**Excerpted text:**
__________________________________________________

Re: Choosing a coder for a class that contains a Row?

Reuven Lax Fri, 26 Jul 2019 10:37:41 -0700

The metadata needed is already there - it's the encoding-position map in
Schema. However the code needs to be written to examine an old schema and a
new one in order to make the new schema encoding-compatible with the old
one. This shouldn't be difficult to write.


On Fri, Jul 26, 2019 at 10:21 AM Kenneth Knowles <[email protected]> wrote:

> The most challenging part, as I understand it, surrounds automatically
> inferred schemas from POJOs, where Java's nondeterministic iteration order,
> combined with a row's inherent ordering, means that even an identical
> pipeline will need some metadata to plumb the right fields to the right
> column indices.
>
> Most relational migration management I've done incorporates explicit
> migration logic along with changes to the schema. This is quite a lot more
> robust, but more implementation work, than having a default policy
> proto/avro/thrift style. I think there's a lot to explore here.

__________________________________________________

**Data entries:**
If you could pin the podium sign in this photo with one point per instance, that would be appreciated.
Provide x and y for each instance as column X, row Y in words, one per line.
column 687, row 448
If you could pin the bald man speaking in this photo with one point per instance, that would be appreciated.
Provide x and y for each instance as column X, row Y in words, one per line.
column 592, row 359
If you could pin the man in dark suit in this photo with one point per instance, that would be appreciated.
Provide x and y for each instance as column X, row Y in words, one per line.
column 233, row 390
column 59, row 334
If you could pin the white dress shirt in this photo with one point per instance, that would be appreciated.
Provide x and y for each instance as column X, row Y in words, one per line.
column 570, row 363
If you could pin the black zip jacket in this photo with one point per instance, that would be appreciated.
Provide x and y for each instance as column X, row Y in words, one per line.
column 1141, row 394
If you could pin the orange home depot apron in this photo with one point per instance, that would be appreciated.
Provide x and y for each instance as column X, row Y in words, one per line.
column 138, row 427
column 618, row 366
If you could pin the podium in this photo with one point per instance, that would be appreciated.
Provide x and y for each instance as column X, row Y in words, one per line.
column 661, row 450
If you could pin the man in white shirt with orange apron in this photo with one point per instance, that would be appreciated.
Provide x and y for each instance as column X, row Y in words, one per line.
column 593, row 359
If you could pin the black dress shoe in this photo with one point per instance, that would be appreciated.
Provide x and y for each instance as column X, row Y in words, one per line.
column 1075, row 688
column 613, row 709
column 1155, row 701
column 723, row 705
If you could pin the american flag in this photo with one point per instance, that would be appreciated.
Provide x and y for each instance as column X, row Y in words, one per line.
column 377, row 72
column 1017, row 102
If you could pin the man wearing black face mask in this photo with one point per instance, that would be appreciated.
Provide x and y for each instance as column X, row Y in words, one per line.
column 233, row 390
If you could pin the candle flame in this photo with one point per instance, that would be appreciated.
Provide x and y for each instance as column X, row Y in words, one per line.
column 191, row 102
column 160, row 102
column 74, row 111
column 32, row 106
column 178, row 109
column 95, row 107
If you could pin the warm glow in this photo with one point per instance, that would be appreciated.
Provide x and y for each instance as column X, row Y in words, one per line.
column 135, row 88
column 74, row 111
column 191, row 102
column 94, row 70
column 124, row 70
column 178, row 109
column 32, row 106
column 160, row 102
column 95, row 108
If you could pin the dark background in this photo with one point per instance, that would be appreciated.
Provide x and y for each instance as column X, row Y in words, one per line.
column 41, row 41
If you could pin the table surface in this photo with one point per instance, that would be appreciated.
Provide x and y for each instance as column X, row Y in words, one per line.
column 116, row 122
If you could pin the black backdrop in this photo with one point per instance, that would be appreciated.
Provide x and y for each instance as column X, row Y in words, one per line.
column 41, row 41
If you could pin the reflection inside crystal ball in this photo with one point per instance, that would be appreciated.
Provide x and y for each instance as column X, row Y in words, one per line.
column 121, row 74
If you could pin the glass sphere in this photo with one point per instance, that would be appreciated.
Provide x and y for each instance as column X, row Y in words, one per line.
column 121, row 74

__________________________________________________

**Given instruction:**
Reproduce the passage of the forum thread on Row coders word for word, starting with "Reuven Lax Fri, 26" and going on through "difficult to write.". The data has no connection to the forum thread about choosing a coder.

**Full solution:**
Reuven Lax Fri, 26 Jul 2019 10:37:41 -0700

The metadata needed is already there - it's the encoding-position map in
Schema. However the code needs to be written to examine an old schema and a
new one in order to make the new schema encoding-compatible with the old
one. This shouldn't be difficult to write.